[Mvapich-discuss] MVAPICH2 2.3.7-1 (and 2.3.6) "mv2_mad_dlopen_init" re: "Error opening libibmad.so: libibmad.so", GCC 10.4, CentOS 7.x

Ryan Novosielski novosirj at rutgers.edu
Mon Jul 11 17:55:56 EDT 2022


!-------------------------------------------------------------------|
  This Message Is From an External Sender
  This message came from outside your organization.
|-------------------------------------------------------------------!

Aha!

[root at amarel1 ~]# find /usr/lib64 -xdev -name "libibmad*"
/usr/lib64/libibmad.so.5.5.0
/usr/lib64/libibmad.so.5
/usr/lib64/libibmad.so

[root at amarel1 ~]# ssh slepner021 find /usr/lib64 -xdev -name "libibmad*"
/usr/lib64/libibmad.so.5.5.0
/usr/lib64/libibmad.so.5


[root at amarel1 ~]# rpm -qa | grep infiniband-diags

infiniband-diags-devel-2.1.0-1.el7.x86_64

infiniband-diags-2.1.0-1.el7.x86_64


[root at amarel1 ~]# ssh slepner021 rpm -qa | grep infiniband-diags

infiniband-diags-2.1.0-1.el7.x86_64


This is a pretty common thing we do -- have a more complete set of 
development libraries, etc., on our login nodes. I'm kind of surprised 
to see that this sort of packaging is normal -- that the -devel package 
contains a link from *.so to the library the non-devel package, but 
without the version number. I never noticed. I've never hit this problem 
before though with other software.

## [Records for this task]
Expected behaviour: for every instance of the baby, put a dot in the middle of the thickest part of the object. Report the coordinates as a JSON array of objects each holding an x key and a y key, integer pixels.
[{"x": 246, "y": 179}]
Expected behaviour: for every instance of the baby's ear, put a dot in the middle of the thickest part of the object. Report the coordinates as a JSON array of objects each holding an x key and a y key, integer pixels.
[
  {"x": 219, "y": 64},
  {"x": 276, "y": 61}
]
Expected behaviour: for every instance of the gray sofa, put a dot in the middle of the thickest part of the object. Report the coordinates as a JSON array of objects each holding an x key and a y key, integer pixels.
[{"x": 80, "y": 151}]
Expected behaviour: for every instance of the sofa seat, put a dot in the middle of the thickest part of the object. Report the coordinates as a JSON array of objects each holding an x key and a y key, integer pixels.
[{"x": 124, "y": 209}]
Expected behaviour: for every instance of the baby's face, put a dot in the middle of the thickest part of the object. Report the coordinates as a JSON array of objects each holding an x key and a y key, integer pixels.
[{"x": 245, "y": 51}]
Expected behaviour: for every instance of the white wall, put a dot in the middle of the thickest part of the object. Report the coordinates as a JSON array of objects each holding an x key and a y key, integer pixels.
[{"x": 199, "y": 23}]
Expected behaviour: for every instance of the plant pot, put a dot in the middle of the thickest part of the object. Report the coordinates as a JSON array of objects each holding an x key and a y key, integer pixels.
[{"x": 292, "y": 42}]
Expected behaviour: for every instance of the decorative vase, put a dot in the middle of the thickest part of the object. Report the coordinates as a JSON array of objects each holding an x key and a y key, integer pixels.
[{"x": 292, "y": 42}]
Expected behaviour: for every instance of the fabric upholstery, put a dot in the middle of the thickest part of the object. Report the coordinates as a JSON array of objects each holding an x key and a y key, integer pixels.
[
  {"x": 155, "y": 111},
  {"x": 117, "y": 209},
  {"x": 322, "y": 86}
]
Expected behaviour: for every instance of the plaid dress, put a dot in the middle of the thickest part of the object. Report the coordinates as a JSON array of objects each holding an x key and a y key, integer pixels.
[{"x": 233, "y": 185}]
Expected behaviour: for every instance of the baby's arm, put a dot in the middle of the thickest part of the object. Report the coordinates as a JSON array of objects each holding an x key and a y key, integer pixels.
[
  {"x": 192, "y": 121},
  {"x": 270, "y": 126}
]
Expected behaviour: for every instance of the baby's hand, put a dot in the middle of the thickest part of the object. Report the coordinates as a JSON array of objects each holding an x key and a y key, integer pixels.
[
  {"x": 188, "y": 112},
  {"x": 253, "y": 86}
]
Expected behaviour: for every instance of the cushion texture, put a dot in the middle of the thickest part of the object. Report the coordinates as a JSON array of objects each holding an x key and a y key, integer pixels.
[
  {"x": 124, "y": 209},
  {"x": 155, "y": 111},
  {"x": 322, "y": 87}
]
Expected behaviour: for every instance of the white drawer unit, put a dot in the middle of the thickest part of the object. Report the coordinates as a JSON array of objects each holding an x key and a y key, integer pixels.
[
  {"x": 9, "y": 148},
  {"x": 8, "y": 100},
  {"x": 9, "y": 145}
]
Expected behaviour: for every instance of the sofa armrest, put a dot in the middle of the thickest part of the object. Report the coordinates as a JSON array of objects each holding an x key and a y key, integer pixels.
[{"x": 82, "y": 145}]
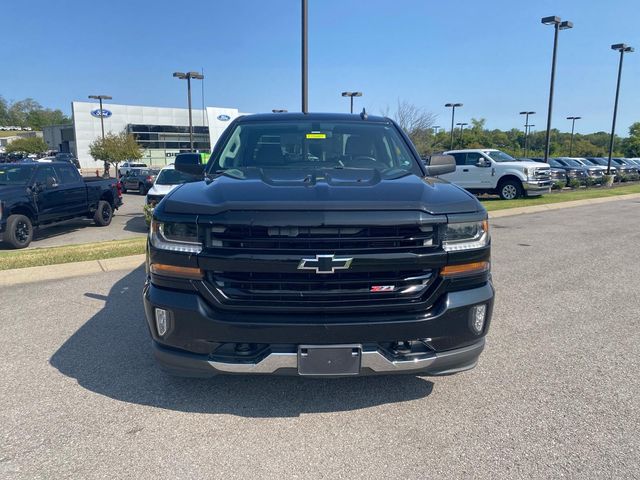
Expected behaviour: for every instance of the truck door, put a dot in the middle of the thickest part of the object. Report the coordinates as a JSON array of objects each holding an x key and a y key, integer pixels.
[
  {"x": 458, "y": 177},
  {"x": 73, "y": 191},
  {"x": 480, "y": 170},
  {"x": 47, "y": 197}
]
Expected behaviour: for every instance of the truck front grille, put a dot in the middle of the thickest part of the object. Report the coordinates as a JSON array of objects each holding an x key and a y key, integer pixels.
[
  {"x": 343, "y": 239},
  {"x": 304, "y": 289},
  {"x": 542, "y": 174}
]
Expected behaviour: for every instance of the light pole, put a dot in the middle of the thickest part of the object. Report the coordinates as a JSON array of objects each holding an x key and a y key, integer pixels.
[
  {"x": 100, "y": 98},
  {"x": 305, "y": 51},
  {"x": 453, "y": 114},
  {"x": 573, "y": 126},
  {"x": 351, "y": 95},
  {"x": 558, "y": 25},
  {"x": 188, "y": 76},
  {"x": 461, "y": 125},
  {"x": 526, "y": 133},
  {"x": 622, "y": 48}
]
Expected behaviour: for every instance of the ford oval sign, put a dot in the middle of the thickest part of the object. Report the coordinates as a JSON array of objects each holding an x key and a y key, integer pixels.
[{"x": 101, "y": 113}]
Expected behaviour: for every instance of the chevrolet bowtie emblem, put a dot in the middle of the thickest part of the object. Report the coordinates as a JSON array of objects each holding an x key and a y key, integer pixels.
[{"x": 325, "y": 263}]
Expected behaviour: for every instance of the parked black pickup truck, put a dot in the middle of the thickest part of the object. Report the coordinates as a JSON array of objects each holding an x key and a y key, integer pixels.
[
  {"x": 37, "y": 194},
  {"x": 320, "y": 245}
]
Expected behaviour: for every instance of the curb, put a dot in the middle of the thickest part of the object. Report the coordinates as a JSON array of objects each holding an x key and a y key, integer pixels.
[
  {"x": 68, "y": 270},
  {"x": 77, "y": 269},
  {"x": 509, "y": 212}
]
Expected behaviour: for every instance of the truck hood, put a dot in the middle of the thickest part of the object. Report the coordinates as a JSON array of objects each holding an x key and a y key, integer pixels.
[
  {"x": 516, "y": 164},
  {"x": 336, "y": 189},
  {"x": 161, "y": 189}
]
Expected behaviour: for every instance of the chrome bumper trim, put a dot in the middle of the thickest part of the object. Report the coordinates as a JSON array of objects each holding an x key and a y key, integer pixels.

## [To be done]
A) Report how many lines of the records contain the string "white", matching case exactly. Give only the number.
B) Write the next part of the mailing-list post about the missing libibmad.so link, starting after its final sentence.
The mailing-list post and the records come from unrelated sources.

## [The answers]
A) 2

B)
On 7/11/22 16:32, Shineman, Nat wrote:
> Hi Ryan,
> 
> This is interesting. You are correct that we no longer link directly to 
> the ib libraries, this is to allow MVAPICH2 to run on SMP only machines 
> without needing to install the ib libraries. Instead, we try to 
> dynamically open them as needed from within the library at runtime. The 
> environment variable provided in the error message is there only as a 
> fallback and should only be necessary if the library is not available on 
> the standard |LD_LIBRARY_PATH|​. However, it looks like yours should be 
> available on there from |/usr/lib64|​; is there any chance that the 
> library is on a different path on the compute nodes than it is on the 
> head node? I will try to reproduce this and see if I can figure out why 
> it would be failing to open your libibmad.so.
> 
> To go back to using the older linking process, please try adding 
> |--disable-ibv-dlopen|​ to your configure line. Can you try that let us 
> know if it works for you?
> 
> Thanks,
> Nat
> 
> 
> ------------------------------------------------------------------------
> *From:* Mvapich-discuss 
> <mvapich-discuss-bounces+shineman.5=osu.edu at lists.osu.edu> on behalf of 
> Ryan Novosielski via Mvapich-discuss <mvapich-discuss at lists.osu.edu>
> *Sent:* Monday, July 11, 2022 11:36
> *To:* mvapich-discuss at lists.osu.edu <mvapich-discuss at lists.osu.edu>
> *Subject:* [Mvapich-discuss] MVAPICH2 2.3.7-1 (and 2.3.6) 
> "mv2_mad_dlopen_init" re: "Error opening libibmad.so: libibmad.so", GCC 
> 10.4, CentOS 7.x
> 
> 
> Hi there,
> 
> I'm getting error messages when running an MPI job with SLURM (18.08)
> using MVAPICH2, I assume, post 2.3.5, when the following change was made:
> 
> NEW Remove dependency on underlying libibverbs, libibmad, libibumad, and
> librdmacm libraries using dlopen
> 
> Here's what I'm seeing:
> 
> [novosirj at amarel-test2 mpihello]$ srun --mpi=pmi2 -n 4
> ./mpi_hello_world.gcc-10.4.mvapich2-2.3.7-1
> srun: job 20824691 queued and waiting for resources
> srun: job 20824691 has been allocated resources
> Error opening libibmad.so: libibmad.so: cannot open shared object file:
> No such file or directory.
> mv2_mad_dlopen_init returned -1
> Error opening libibmad.so: libibmad.so: cannot open shared object file:
> No such file or directory.
> mv2_mad_dlopen_init returned -1
> Error opening libibmad.so: libibmad.so: cannot open shared object file:
> No such file or directory.
> mv2_mad_dlopen_init returned -1
> Error opening libibmad.so: libibmad.so: cannot open shared object file:
> No such file or directory.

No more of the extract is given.